[Records contained in a dataset]
Segment Open
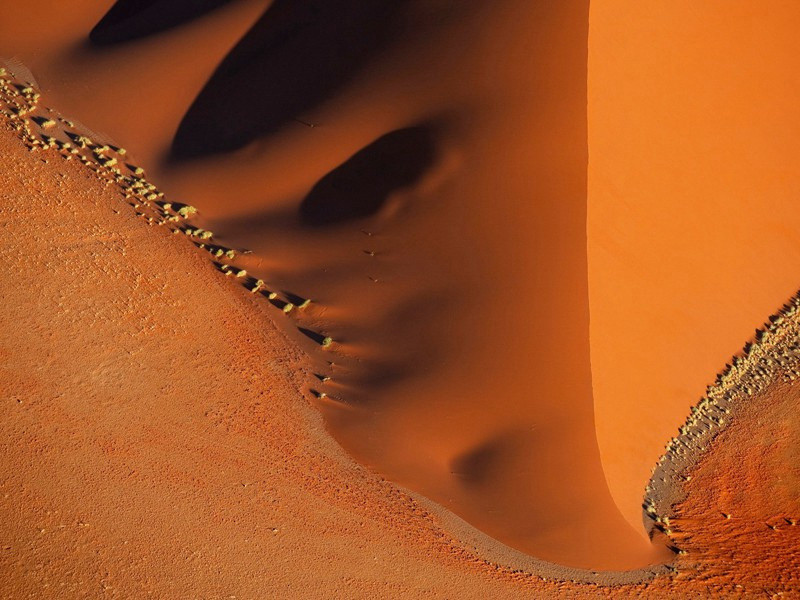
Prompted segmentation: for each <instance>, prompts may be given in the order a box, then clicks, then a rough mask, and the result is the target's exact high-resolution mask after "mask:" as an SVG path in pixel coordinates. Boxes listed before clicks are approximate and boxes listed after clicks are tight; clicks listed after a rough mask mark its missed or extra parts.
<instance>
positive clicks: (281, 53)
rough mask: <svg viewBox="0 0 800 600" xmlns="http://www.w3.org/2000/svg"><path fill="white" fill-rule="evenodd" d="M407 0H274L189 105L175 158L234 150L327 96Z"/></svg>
mask: <svg viewBox="0 0 800 600" xmlns="http://www.w3.org/2000/svg"><path fill="white" fill-rule="evenodd" d="M408 3H409V0H381V1H380V2H364V1H363V0H305V1H303V2H297V1H295V0H275V2H273V4H272V5H271V6H270V7H269V8H268V9H267V10H266V11H265V12H264V14H263V15H262V16H261V18H260V19H259V20H258V21H257V22H256V23H255V25H253V27H252V28H251V29H250V31H248V33H247V34H246V35H245V36H244V37H243V38H242V39H241V40H240V41H239V43H238V44H237V45H236V46H235V47H234V48H233V49H232V50H231V51H230V52H229V53H228V56H227V57H226V58H225V59H224V61H223V62H222V64H221V65H220V66H219V67H218V69H217V70H216V72H215V73H214V74H213V75H212V77H211V79H210V80H209V81H208V82H207V84H206V85H205V87H204V88H203V90H202V91H201V92H200V94H199V95H198V97H197V98H196V99H195V101H194V103H193V104H192V106H191V107H190V108H189V110H188V111H187V113H186V115H185V116H184V118H183V120H182V121H181V124H180V126H179V127H178V130H177V133H176V134H175V137H174V139H173V144H172V158H173V159H181V158H190V157H194V156H203V155H208V154H215V153H220V152H225V151H231V150H236V149H238V148H241V147H243V146H245V145H247V144H248V143H249V142H251V141H253V140H254V139H257V138H259V137H261V136H263V135H265V134H268V133H271V132H274V131H277V130H278V129H279V128H280V127H281V126H283V125H285V124H286V123H287V122H290V121H292V120H297V119H298V117H299V115H301V114H302V113H303V112H304V111H307V110H309V109H312V108H313V107H315V106H317V105H319V104H320V103H321V102H322V101H324V100H325V99H327V98H329V97H330V96H331V95H332V94H333V93H334V92H335V91H336V90H337V89H339V88H341V86H342V85H344V84H345V83H347V82H348V81H350V80H351V79H352V78H353V76H354V75H355V74H357V73H358V72H359V71H360V70H361V69H362V68H363V67H364V66H366V64H367V63H368V62H369V61H370V60H371V59H372V57H373V56H375V55H376V54H377V53H379V52H380V51H382V50H383V49H384V48H385V47H386V46H387V44H388V43H389V42H390V41H391V39H392V38H393V34H394V32H395V29H396V27H395V25H396V23H397V21H398V19H397V17H398V16H399V14H400V12H401V9H402V8H403V7H404V6H405V5H406V4H408Z"/></svg>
Segment Closed
_Task brief_: Would you write out all of the data exactly as it stands, without the pictures?

_Solution_:
Prompted segmentation: for each <instance>, prompts may be given in the order a box, then clicks, then a rough mask, and the result is the target's exact high-resolution mask after "mask:" as an SVG path in pixel coordinates. Boxes listed before clicks are approximate and boxes listed after clicks are tight; clicks listed after a rough mask mark its missed or extra parts.
<instance>
positive clicks: (281, 53)
rough mask: <svg viewBox="0 0 800 600" xmlns="http://www.w3.org/2000/svg"><path fill="white" fill-rule="evenodd" d="M407 0H274L189 105L175 158L234 150L327 96Z"/></svg>
mask: <svg viewBox="0 0 800 600" xmlns="http://www.w3.org/2000/svg"><path fill="white" fill-rule="evenodd" d="M408 3H409V0H381V1H380V2H364V1H363V0H305V1H303V2H297V1H295V0H275V2H273V4H272V5H271V6H270V7H269V8H268V9H267V10H266V11H265V12H264V14H263V15H262V16H261V18H260V19H259V20H258V21H257V22H256V23H255V25H253V27H252V28H251V29H250V31H248V33H247V34H246V35H245V36H244V37H243V38H242V39H241V40H240V41H239V43H238V44H237V45H236V46H235V47H234V48H233V49H232V50H231V51H230V52H229V53H228V56H227V57H226V58H225V59H224V61H223V62H222V64H221V65H220V66H219V67H218V69H217V70H216V72H215V73H214V74H213V75H212V77H211V79H210V80H209V81H208V82H207V84H206V85H205V87H204V88H203V90H202V91H201V92H200V94H199V95H198V97H197V98H196V99H195V101H194V103H193V104H192V106H191V107H190V108H189V110H188V111H187V113H186V115H185V116H184V118H183V120H182V121H181V124H180V126H179V127H178V130H177V133H176V134H175V137H174V139H173V144H172V158H173V159H181V158H190V157H194V156H203V155H208V154H215V153H220V152H225V151H231V150H236V149H238V148H241V147H243V146H245V145H247V144H248V143H249V142H251V141H253V140H254V139H257V138H259V137H261V136H263V135H265V134H268V133H271V132H274V131H277V130H278V129H279V128H280V127H281V126H283V125H285V124H286V123H287V122H290V121H292V120H297V119H298V117H299V115H301V114H302V113H303V112H304V111H307V110H309V109H312V108H313V107H315V106H317V105H319V104H320V103H321V102H322V101H324V100H325V99H327V98H329V97H330V96H331V95H332V94H333V93H334V92H335V91H336V90H337V89H339V88H341V86H342V85H344V84H345V83H347V82H348V81H350V80H351V79H352V78H353V76H354V75H355V74H357V73H358V72H359V71H360V70H361V69H362V68H363V67H364V66H366V64H367V63H368V62H369V61H370V60H371V59H372V57H373V56H375V55H376V54H377V53H379V52H380V51H382V50H383V49H384V48H385V47H386V46H387V44H388V43H389V42H390V41H391V39H392V38H393V34H394V32H395V29H396V27H395V25H396V23H397V21H398V19H397V17H398V16H399V14H400V12H401V9H402V8H403V7H404V6H405V5H406V4H408Z"/></svg>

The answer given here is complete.